## SET TASK
All of the data should be output character for character, except the pictures.

## DATA SHOWN
- - -
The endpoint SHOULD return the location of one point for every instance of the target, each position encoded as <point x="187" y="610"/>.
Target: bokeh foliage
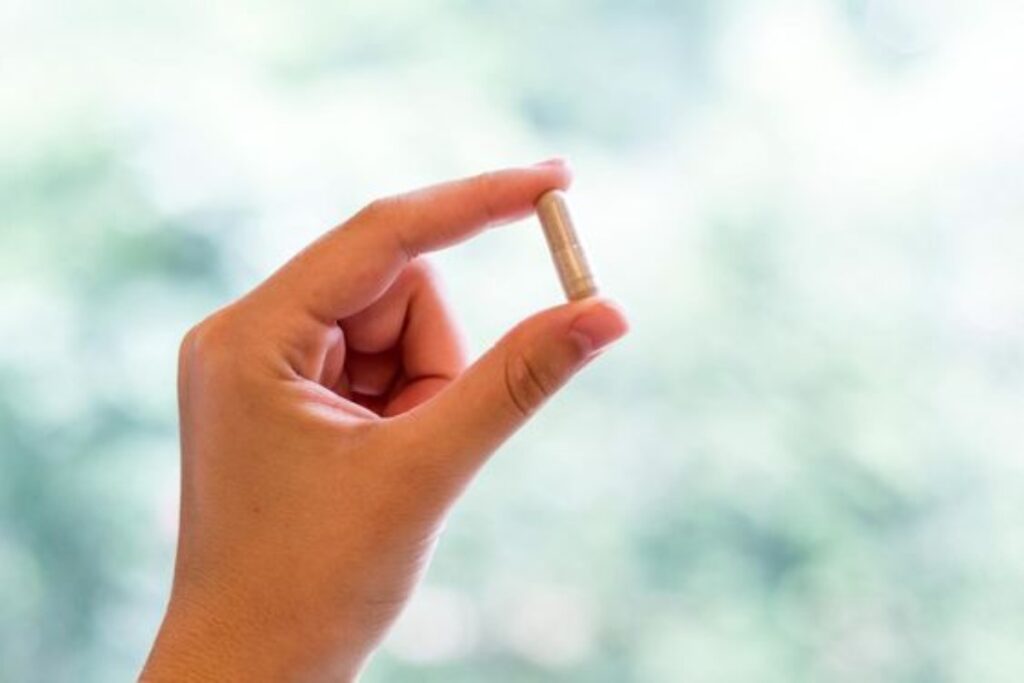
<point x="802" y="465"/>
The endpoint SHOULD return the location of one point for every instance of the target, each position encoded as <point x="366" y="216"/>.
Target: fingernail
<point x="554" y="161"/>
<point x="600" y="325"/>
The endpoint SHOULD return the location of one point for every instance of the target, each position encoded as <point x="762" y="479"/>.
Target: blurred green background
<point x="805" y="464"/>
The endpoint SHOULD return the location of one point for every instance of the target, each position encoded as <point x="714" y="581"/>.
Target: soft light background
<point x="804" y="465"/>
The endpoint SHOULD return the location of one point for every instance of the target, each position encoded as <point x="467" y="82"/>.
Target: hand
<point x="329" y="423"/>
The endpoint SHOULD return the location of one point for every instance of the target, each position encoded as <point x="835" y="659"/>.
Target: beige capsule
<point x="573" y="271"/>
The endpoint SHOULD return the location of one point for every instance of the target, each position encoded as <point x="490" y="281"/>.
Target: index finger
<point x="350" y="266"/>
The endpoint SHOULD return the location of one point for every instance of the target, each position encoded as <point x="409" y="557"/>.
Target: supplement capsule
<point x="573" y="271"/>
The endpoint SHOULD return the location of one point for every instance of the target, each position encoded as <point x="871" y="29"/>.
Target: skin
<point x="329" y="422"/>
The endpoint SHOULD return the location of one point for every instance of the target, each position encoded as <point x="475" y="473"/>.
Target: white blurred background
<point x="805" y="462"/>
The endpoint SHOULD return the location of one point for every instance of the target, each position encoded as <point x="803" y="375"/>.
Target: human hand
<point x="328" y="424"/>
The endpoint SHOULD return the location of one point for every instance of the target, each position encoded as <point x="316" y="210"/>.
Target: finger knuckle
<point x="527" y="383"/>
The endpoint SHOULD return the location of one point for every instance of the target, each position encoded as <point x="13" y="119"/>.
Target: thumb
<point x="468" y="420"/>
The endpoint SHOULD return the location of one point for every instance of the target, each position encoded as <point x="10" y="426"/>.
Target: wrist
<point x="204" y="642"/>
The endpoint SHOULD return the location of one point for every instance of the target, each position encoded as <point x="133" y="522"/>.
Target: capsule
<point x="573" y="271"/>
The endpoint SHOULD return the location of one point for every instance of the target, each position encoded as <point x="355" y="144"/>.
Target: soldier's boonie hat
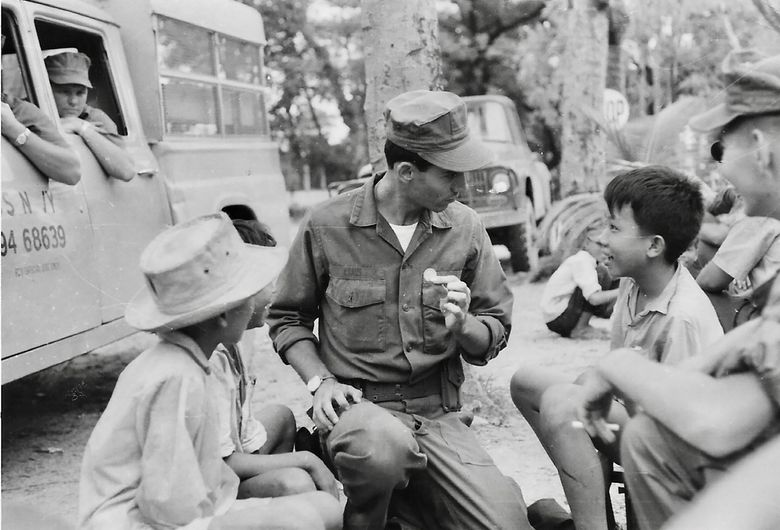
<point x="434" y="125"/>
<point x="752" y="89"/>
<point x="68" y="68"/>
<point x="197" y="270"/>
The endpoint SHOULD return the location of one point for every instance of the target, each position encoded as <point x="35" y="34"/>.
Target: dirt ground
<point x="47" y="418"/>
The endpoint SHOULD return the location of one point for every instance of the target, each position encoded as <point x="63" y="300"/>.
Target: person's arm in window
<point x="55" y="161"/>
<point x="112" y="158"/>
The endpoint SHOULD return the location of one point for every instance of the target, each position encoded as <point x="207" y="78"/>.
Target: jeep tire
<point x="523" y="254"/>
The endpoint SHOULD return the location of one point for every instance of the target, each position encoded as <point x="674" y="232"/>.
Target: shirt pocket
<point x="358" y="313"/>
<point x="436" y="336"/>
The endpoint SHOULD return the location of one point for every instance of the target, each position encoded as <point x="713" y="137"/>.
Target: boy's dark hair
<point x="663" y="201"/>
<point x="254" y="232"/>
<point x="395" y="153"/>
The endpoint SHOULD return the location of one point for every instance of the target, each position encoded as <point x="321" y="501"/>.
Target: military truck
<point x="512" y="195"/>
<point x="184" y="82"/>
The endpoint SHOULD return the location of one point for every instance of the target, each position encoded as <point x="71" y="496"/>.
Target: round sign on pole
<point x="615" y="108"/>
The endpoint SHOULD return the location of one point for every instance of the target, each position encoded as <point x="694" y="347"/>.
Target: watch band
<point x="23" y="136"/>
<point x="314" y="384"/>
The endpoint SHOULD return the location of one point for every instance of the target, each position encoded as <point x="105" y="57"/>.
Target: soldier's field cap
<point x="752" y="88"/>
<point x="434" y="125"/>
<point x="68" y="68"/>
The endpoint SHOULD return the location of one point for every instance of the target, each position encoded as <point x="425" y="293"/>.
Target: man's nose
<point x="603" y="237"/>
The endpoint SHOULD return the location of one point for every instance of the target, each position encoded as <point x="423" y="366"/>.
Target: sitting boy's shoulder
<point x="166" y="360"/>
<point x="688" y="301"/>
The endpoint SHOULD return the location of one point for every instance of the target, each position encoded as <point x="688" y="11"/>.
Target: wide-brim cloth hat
- - -
## RESULT
The endpoint SHOULD return the location of one point for every instance of the target, each position encoded as <point x="187" y="610"/>.
Target: bokeh foliage
<point x="802" y="465"/>
The endpoint SHOULD return the location of one point for every instance of the target, each position encoded as <point x="366" y="216"/>.
Target: fingernail
<point x="554" y="161"/>
<point x="600" y="325"/>
The endpoint SHOULD return the location of one point for every instance of the target, each position encoded as <point x="762" y="479"/>.
Target: blurred green background
<point x="805" y="464"/>
The endpoint SHOULD return the location of one point for every instance of the target, each position encoded as <point x="714" y="581"/>.
Target: soft light background
<point x="804" y="465"/>
The endpoint SHOULD return the location of one point for every instance of the target, each position encoded as <point x="467" y="82"/>.
Target: hand
<point x="329" y="423"/>
The endpoint SHOULD return the location of one point for every instance of the target, each position encoded as <point x="835" y="659"/>.
Target: beige capsule
<point x="573" y="271"/>
The endpoint SHOULD return the location of one point for every instance of the target, each position encoded as <point x="490" y="281"/>.
Target: index finger
<point x="350" y="266"/>
The endpoint SHOULD return the location of one point for every instance of the target, each position encoded as <point x="409" y="557"/>.
Target: supplement capsule
<point x="573" y="271"/>
The endpoint SHOULD return the location of one point for every instance of the target, each position encoded as <point x="871" y="29"/>.
Target: skin
<point x="329" y="422"/>
The endpoint SHOULD return the location of one point for every instance of the target, each position encoded as <point x="475" y="473"/>.
Target: white blurred background
<point x="805" y="462"/>
The endpoint SHOULD return the location of one point for every instance of the target, each position encoded as <point x="803" y="375"/>.
Target: human hand
<point x="328" y="424"/>
The endpoint SHOULD return the location of one point for every instance of the target, each position encoded as <point x="316" y="210"/>.
Target: finger knuckle
<point x="527" y="383"/>
The endpoint SHOULD return the location of one point for every instance of the target, each position encoded as <point x="13" y="119"/>.
Target: thumb
<point x="468" y="420"/>
The endpoint SHOULD return the location of one point for every instance of the target, each position encoded as <point x="10" y="426"/>.
Target: wrist
<point x="204" y="642"/>
The endpoint SHOULD return the location of one point for every instance of the target, each position encoded as <point x="133" y="522"/>.
Target: capsule
<point x="573" y="271"/>
The endpoint SHOULD return the location of one point for every instance of the target, each position encoded as <point x="355" y="144"/>.
Target: soldier's boonie hat
<point x="434" y="125"/>
<point x="752" y="89"/>
<point x="68" y="68"/>
<point x="197" y="270"/>
The endpoint SHOULD return the location of one point for every instance of the target, each position encoded as <point x="35" y="34"/>.
Target: dirt ground
<point x="47" y="418"/>
The endpoint SHOULD return the location of one point for every instance of the target, each position encoded as <point x="63" y="300"/>.
Target: person's arm in window
<point x="55" y="161"/>
<point x="112" y="158"/>
The endpoint SHOULD return the location of one point for every instance of the target, each position encoded as <point x="207" y="78"/>.
Target: jeep tire
<point x="523" y="254"/>
The endpoint SHOULD return the location of one point for every instance of the target, each position encoded as <point x="674" y="232"/>.
Target: shirt pocket
<point x="358" y="313"/>
<point x="436" y="336"/>
The endpoint SHOULD return the location of one point for every instance of the target, each position encoded as <point x="713" y="137"/>.
Target: boy's dark hair
<point x="663" y="201"/>
<point x="254" y="232"/>
<point x="395" y="153"/>
The endpoint SHOULD return the location of one point for every instance of the target, each position encoded as <point x="321" y="501"/>.
Target: military truck
<point x="512" y="195"/>
<point x="184" y="82"/>
The endpoint SHOULD return the location of one point for every instance of the target, each position encoded as <point x="71" y="496"/>.
Target: round sign on pole
<point x="615" y="108"/>
The endpoint SHOULD return the location of one point for every instance of the target, each position encoded as <point x="694" y="347"/>.
Target: watch band
<point x="23" y="136"/>
<point x="314" y="384"/>
The endpoint SHOULD return the location of one point for every instance of the target, each position encoded as <point x="105" y="57"/>.
Target: soldier's field cap
<point x="752" y="88"/>
<point x="434" y="125"/>
<point x="68" y="68"/>
The endpoint SHOULD return the location of one point for every instance of the target, each position encoded as <point x="425" y="293"/>.
Target: man's nose
<point x="603" y="237"/>
The endpoint SHOULD return the location of one point for every instance of the target, each position encoded as <point x="423" y="366"/>.
Target: sitting boy's shoulder
<point x="166" y="360"/>
<point x="688" y="301"/>
The endpoint SHOULD return the location of one point for every instance of the target, each position encoded as <point x="688" y="11"/>.
Target: wide-brim cloth hat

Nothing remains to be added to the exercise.